▶ _Provided records_:
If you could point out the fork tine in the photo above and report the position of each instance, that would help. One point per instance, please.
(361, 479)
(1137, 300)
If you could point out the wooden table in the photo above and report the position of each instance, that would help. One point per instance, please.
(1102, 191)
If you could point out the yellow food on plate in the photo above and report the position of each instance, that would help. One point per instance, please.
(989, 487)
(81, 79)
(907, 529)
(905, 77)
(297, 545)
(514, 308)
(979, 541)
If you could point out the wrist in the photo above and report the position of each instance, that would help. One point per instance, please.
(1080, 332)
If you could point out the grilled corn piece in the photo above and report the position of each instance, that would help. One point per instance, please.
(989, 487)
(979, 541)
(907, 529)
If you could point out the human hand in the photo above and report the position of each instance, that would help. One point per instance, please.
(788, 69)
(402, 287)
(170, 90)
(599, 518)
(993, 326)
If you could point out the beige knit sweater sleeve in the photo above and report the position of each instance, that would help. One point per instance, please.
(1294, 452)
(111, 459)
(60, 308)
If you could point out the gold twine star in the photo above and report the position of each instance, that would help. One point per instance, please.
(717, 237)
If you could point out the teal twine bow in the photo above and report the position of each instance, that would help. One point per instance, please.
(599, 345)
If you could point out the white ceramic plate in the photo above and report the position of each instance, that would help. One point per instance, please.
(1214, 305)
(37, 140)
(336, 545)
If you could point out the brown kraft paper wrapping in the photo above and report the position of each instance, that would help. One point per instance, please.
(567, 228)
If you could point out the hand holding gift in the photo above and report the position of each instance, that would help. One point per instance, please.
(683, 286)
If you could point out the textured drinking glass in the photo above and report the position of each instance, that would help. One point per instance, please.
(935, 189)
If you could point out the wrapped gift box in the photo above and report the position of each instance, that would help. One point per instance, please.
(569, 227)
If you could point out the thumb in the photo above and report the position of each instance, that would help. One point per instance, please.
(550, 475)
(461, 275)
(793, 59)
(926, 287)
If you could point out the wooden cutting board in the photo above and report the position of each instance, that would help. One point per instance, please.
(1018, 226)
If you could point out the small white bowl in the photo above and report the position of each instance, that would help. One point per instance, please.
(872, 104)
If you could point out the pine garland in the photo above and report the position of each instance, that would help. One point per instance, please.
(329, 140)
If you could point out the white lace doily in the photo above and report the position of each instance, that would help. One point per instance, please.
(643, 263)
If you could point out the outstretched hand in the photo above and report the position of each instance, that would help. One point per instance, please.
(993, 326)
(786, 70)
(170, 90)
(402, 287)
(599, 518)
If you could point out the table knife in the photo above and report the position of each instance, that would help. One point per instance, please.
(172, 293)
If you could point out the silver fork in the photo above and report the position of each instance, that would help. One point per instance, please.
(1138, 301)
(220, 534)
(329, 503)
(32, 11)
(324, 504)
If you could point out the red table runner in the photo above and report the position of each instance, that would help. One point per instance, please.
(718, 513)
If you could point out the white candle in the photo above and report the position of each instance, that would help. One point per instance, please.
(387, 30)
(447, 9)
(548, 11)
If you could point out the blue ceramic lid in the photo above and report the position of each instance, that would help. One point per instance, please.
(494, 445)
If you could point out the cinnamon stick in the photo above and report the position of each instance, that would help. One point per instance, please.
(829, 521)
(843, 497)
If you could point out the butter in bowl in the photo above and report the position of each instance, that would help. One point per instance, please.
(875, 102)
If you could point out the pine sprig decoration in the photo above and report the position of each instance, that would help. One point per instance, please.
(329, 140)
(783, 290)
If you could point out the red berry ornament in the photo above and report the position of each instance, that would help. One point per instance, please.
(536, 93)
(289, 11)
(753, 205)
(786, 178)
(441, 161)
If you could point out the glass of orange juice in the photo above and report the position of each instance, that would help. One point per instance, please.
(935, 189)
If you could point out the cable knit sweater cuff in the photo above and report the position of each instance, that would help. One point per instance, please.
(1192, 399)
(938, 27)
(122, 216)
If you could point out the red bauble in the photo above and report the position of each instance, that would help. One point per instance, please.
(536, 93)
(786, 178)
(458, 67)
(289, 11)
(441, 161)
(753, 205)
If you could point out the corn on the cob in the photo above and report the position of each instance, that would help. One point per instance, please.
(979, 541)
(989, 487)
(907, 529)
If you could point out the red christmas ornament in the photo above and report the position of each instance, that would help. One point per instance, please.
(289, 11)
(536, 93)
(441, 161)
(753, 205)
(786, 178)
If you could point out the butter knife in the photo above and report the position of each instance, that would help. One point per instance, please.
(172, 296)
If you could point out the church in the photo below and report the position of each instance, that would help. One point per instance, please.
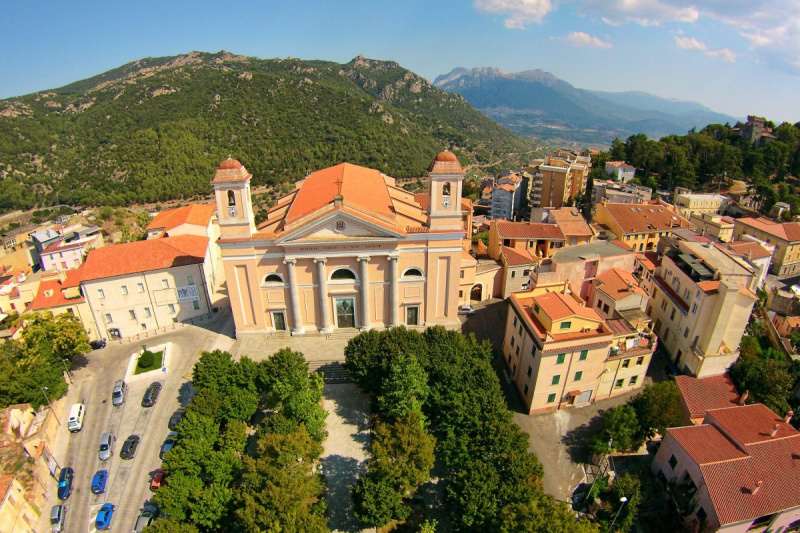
(346, 248)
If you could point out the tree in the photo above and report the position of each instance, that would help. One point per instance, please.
(657, 408)
(404, 389)
(402, 452)
(376, 502)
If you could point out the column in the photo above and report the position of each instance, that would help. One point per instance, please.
(324, 307)
(365, 318)
(393, 290)
(297, 324)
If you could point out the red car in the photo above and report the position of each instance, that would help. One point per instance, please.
(159, 479)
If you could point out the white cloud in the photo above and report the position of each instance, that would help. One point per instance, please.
(690, 43)
(579, 38)
(518, 13)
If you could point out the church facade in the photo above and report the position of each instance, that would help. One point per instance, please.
(346, 248)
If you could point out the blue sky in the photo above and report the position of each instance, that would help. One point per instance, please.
(735, 56)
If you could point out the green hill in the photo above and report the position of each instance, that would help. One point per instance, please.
(156, 129)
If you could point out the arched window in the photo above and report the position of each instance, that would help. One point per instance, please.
(273, 278)
(343, 274)
(412, 273)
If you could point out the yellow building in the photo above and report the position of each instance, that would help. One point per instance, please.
(639, 226)
(560, 353)
(785, 236)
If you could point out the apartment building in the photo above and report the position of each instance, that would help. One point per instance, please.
(700, 304)
(560, 353)
(736, 472)
(620, 171)
(714, 225)
(689, 203)
(620, 193)
(784, 236)
(640, 227)
(559, 178)
(146, 285)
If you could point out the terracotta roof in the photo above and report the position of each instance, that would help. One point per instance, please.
(362, 187)
(788, 231)
(50, 295)
(144, 256)
(645, 218)
(231, 170)
(529, 230)
(571, 222)
(558, 306)
(618, 284)
(748, 248)
(195, 214)
(515, 257)
(446, 163)
(702, 395)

▶ _Task goal_:
The lines to reproduce run from the line containing "If you could point out the yellow building" to the end of the listing; write them out exactly and add nothing.

▶ _Correct answer_:
If you could point out the yellow building in the photo above and report the position of each instance, that would help. One point per instance, please.
(639, 226)
(560, 353)
(785, 236)
If you could point out the apartment building in the photo above and report the position of each instance, that would help. One point per instance, please.
(700, 304)
(560, 353)
(736, 472)
(620, 171)
(714, 225)
(689, 203)
(620, 193)
(784, 236)
(640, 227)
(559, 178)
(146, 285)
If you could point out the terracotta roof in the photo above and report the position of each instance, that would help. One point per instance, please.
(362, 187)
(788, 231)
(50, 295)
(144, 256)
(645, 218)
(231, 170)
(529, 230)
(571, 222)
(558, 306)
(618, 284)
(748, 248)
(195, 214)
(515, 257)
(446, 163)
(702, 395)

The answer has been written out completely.